» **TASK MATERIAL**
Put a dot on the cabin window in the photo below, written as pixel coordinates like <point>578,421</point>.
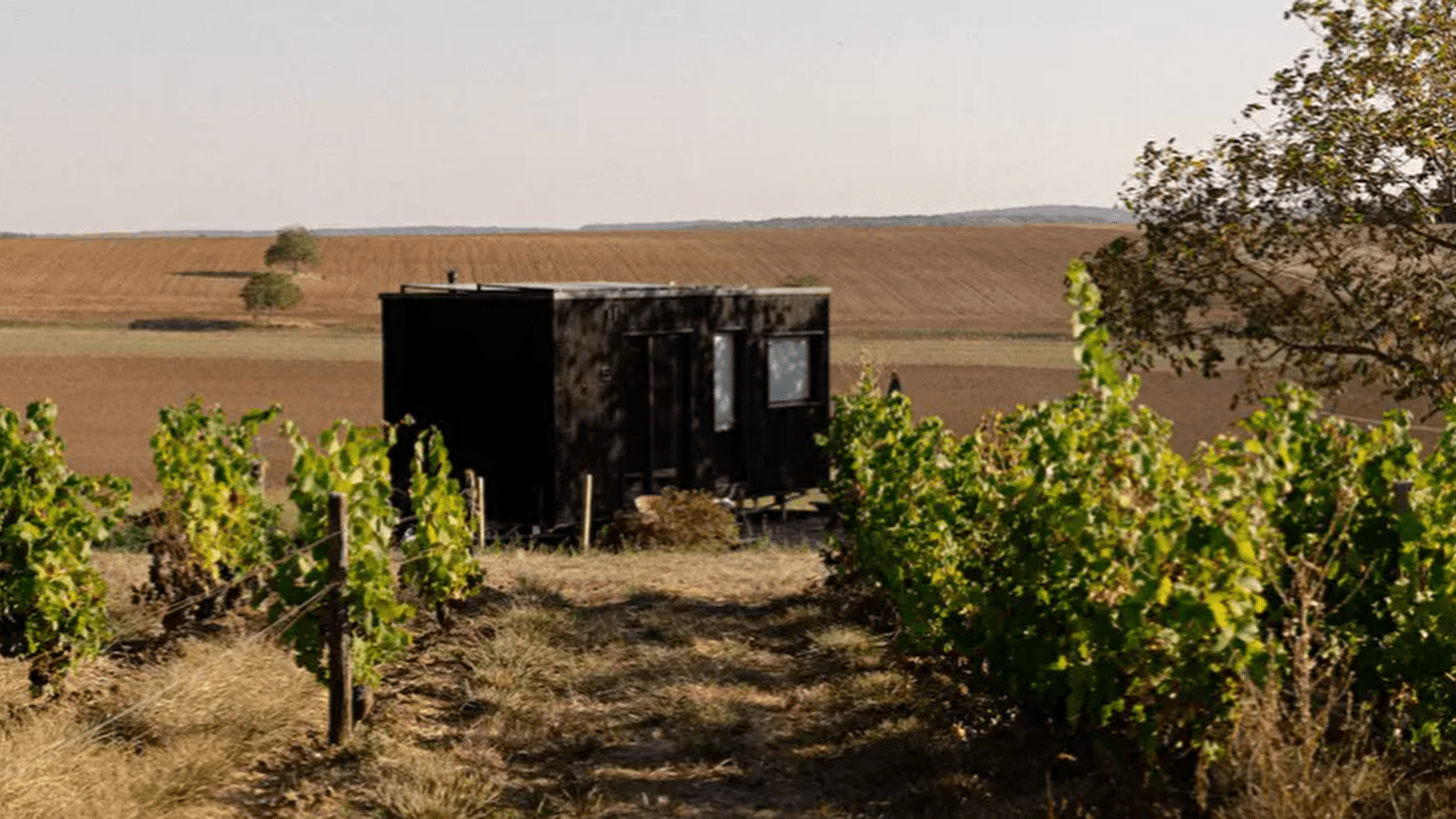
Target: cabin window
<point>723,380</point>
<point>788,370</point>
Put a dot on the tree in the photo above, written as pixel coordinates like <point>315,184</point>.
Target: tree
<point>268,292</point>
<point>295,245</point>
<point>1318,242</point>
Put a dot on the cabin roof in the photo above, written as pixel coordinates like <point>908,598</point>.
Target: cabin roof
<point>561,290</point>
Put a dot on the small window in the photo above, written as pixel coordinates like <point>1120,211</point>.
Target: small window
<point>723,382</point>
<point>788,370</point>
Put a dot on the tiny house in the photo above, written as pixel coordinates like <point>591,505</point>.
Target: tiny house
<point>641,385</point>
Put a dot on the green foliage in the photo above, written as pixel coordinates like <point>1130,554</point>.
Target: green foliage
<point>51,598</point>
<point>293,247</point>
<point>1318,242</point>
<point>208,474</point>
<point>437,560</point>
<point>1091,573</point>
<point>213,521</point>
<point>268,292</point>
<point>353,460</point>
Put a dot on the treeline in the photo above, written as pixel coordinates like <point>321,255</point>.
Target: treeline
<point>1096,579</point>
<point>1034,215</point>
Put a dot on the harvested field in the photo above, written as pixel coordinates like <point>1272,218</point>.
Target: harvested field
<point>983,278</point>
<point>108,405</point>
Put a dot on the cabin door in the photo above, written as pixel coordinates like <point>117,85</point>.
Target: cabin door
<point>659,413</point>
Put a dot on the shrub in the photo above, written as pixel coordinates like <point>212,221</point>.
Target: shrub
<point>268,292</point>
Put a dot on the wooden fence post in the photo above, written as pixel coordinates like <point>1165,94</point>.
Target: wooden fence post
<point>341,676</point>
<point>586,513</point>
<point>480,511</point>
<point>1402,496</point>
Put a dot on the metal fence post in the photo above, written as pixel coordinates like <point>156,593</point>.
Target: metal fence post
<point>341,675</point>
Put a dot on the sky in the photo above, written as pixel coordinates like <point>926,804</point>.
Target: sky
<point>258,114</point>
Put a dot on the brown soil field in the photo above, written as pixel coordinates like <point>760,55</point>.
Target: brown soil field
<point>885,278</point>
<point>108,405</point>
<point>890,286</point>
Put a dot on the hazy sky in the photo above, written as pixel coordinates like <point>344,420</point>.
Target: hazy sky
<point>222,114</point>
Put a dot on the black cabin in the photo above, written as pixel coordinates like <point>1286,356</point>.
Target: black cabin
<point>641,385</point>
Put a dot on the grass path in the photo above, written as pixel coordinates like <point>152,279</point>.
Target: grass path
<point>642,683</point>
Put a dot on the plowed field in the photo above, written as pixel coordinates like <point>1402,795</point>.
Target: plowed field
<point>890,286</point>
<point>885,278</point>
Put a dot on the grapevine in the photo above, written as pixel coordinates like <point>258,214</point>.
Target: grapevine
<point>215,521</point>
<point>437,557</point>
<point>353,460</point>
<point>53,602</point>
<point>1096,576</point>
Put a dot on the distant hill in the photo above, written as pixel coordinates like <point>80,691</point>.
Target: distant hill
<point>1034,215</point>
<point>1009,216</point>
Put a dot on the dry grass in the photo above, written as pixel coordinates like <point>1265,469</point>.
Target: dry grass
<point>157,742</point>
<point>664,683</point>
<point>150,732</point>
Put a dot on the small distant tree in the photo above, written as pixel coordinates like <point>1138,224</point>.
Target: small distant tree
<point>268,292</point>
<point>293,247</point>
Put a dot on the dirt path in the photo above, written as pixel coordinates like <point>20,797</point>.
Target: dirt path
<point>650,683</point>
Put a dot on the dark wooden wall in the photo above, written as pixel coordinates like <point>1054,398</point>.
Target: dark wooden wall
<point>533,392</point>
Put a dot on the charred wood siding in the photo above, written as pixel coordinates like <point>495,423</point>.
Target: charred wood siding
<point>536,385</point>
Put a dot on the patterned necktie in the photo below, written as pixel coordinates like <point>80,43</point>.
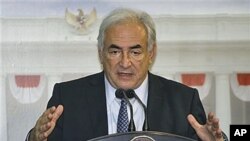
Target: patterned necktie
<point>122,122</point>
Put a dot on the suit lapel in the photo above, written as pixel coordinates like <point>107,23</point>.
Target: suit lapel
<point>157,109</point>
<point>97,104</point>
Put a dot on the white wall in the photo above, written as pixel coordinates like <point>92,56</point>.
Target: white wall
<point>219,44</point>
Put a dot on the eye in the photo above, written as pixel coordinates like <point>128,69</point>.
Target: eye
<point>114,51</point>
<point>136,52</point>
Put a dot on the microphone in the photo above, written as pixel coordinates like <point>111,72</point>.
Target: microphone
<point>120,93</point>
<point>145,124</point>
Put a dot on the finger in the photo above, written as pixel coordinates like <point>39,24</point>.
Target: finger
<point>58,112</point>
<point>194,123</point>
<point>210,116</point>
<point>47,115</point>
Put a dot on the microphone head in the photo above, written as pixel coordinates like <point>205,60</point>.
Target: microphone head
<point>119,93</point>
<point>130,93</point>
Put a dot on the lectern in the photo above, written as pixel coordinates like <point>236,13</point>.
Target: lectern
<point>142,136</point>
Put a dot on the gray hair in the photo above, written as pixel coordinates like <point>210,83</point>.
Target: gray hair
<point>122,15</point>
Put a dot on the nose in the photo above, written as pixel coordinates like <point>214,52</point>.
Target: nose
<point>125,61</point>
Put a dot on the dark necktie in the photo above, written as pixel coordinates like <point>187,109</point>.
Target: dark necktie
<point>122,122</point>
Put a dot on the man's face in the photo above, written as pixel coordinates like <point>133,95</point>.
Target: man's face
<point>125,56</point>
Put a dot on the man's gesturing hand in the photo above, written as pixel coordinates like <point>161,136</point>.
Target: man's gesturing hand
<point>45,124</point>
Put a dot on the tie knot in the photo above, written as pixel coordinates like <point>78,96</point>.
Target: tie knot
<point>122,123</point>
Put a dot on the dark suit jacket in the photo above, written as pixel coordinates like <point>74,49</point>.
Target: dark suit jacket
<point>85,112</point>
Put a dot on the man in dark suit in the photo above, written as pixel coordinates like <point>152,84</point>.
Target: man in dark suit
<point>86,108</point>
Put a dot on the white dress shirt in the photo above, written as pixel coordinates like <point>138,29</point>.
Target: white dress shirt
<point>113,106</point>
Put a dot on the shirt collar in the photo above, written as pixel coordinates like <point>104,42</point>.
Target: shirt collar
<point>141,91</point>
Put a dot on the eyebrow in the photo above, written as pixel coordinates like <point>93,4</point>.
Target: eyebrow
<point>132,47</point>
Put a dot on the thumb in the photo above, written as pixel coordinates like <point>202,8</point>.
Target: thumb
<point>193,122</point>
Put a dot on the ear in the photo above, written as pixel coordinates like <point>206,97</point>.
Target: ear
<point>152,53</point>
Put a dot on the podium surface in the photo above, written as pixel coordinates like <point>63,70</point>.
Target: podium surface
<point>142,136</point>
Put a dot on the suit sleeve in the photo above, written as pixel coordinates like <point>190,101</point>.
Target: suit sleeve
<point>198,112</point>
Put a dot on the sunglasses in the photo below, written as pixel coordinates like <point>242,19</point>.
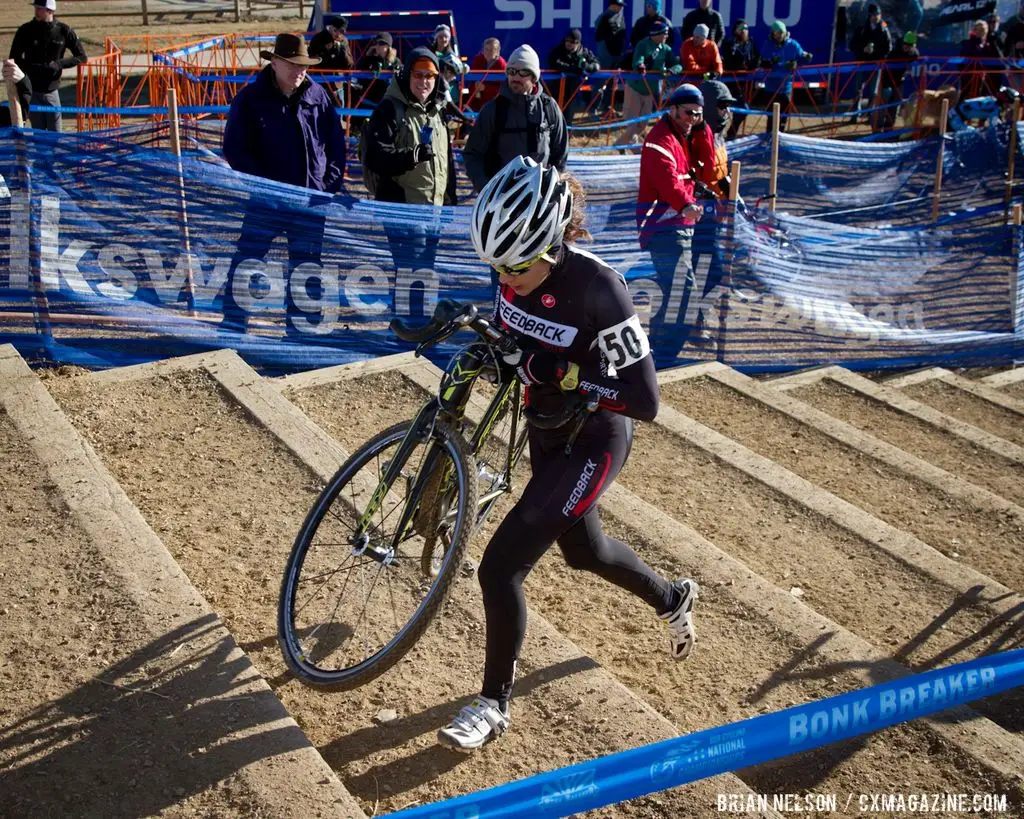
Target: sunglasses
<point>522,267</point>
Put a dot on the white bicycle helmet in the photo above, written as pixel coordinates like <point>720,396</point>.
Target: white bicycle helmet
<point>520,214</point>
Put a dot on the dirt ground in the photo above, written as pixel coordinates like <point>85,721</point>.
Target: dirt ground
<point>174,444</point>
<point>227,499</point>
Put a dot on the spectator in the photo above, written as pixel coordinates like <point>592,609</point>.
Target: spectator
<point>714,172</point>
<point>667,210</point>
<point>870,43</point>
<point>39,49</point>
<point>782,53</point>
<point>652,56</point>
<point>11,73</point>
<point>443,45</point>
<point>452,71</point>
<point>411,168</point>
<point>379,56</point>
<point>489,58</point>
<point>718,102</point>
<point>571,58</point>
<point>997,35</point>
<point>705,15</point>
<point>652,18</point>
<point>892,82</point>
<point>610,36</point>
<point>282,127</point>
<point>522,120</point>
<point>700,55</point>
<point>978,47</point>
<point>739,54</point>
<point>331,45</point>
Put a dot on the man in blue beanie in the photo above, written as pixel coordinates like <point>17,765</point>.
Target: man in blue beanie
<point>667,211</point>
<point>652,18</point>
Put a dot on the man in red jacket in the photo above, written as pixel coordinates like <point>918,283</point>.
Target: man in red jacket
<point>668,210</point>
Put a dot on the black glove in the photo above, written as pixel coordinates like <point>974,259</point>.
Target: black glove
<point>423,153</point>
<point>544,368</point>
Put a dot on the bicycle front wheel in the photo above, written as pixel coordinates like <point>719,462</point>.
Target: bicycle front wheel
<point>355,599</point>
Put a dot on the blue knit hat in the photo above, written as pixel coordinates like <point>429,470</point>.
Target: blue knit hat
<point>686,94</point>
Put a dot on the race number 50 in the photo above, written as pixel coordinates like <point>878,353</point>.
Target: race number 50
<point>625,344</point>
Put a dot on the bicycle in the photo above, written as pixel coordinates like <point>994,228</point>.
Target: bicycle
<point>397,539</point>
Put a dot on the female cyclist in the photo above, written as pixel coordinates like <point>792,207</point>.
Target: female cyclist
<point>574,321</point>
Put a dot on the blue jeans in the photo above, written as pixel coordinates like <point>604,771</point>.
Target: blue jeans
<point>671,254</point>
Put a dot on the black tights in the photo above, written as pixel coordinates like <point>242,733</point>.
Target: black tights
<point>559,504</point>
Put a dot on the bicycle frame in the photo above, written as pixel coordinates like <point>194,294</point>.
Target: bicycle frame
<point>450,404</point>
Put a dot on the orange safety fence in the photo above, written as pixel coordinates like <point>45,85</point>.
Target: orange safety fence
<point>138,70</point>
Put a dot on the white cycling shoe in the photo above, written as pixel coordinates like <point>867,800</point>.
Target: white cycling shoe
<point>475,725</point>
<point>682,635</point>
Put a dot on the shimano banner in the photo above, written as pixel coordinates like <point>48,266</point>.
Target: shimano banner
<point>109,257</point>
<point>961,10</point>
<point>543,24</point>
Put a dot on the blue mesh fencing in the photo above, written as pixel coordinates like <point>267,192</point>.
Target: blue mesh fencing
<point>100,238</point>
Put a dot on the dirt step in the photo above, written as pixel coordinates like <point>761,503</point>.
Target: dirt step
<point>962,521</point>
<point>184,440</point>
<point>1009,382</point>
<point>750,659</point>
<point>970,401</point>
<point>882,412</point>
<point>126,694</point>
<point>939,610</point>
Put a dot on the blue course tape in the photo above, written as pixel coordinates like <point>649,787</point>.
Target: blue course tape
<point>676,762</point>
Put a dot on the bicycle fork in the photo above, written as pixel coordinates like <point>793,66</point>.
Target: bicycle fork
<point>420,430</point>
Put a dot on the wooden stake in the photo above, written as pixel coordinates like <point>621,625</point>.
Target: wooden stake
<point>943,117</point>
<point>172,111</point>
<point>776,115</point>
<point>15,104</point>
<point>1008,198</point>
<point>723,310</point>
<point>1018,219</point>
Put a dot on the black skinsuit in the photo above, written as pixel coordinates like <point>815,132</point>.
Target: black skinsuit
<point>582,311</point>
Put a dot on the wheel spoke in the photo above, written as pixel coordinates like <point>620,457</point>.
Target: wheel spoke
<point>352,605</point>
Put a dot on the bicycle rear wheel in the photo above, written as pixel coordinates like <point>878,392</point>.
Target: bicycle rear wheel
<point>350,607</point>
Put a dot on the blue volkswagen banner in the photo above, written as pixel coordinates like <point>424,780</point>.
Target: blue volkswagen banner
<point>109,257</point>
<point>543,24</point>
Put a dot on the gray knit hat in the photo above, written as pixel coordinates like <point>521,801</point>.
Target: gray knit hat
<point>525,57</point>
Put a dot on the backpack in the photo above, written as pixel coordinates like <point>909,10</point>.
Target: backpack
<point>372,178</point>
<point>502,103</point>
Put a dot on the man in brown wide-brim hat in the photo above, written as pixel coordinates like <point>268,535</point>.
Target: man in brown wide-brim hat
<point>292,48</point>
<point>282,126</point>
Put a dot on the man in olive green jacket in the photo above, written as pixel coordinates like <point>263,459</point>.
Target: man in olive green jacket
<point>408,168</point>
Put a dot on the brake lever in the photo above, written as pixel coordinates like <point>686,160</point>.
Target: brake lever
<point>586,410</point>
<point>450,328</point>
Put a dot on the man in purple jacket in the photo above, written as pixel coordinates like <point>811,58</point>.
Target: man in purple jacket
<point>283,127</point>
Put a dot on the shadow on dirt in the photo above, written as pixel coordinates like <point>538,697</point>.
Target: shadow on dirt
<point>808,771</point>
<point>411,772</point>
<point>170,721</point>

» **EXERCISE REQUIREMENTS**
Convert the part of the listing starting at the line that contains "Put a dot on the cabin door" and ending at the line that contains "<point>1402,496</point>", both included, into a Markdown table with the columns Row and Line, leaving out blank lines.

» **RESPONSE BELOW**
| Row | Line |
|---|---|
| 1 | Put a dot on the cabin door in the photo above, written as pixel coordinates like <point>117,85</point>. |
| 2 | Target: cabin door |
| 3 | <point>659,413</point> |
| 4 | Put a dot on the shrub in the photo above, written as pixel coordinates like <point>212,221</point>. |
| 5 | Target: shrub |
| 6 | <point>268,292</point> |
| 7 | Put a dot on the wooden fence post in the photo above, written as pixel coordinates like <point>1165,94</point>. |
| 8 | Target: wooden fence post |
| 9 | <point>341,676</point> |
| 10 | <point>586,513</point> |
| 11 | <point>480,511</point> |
| 12 | <point>1402,496</point> |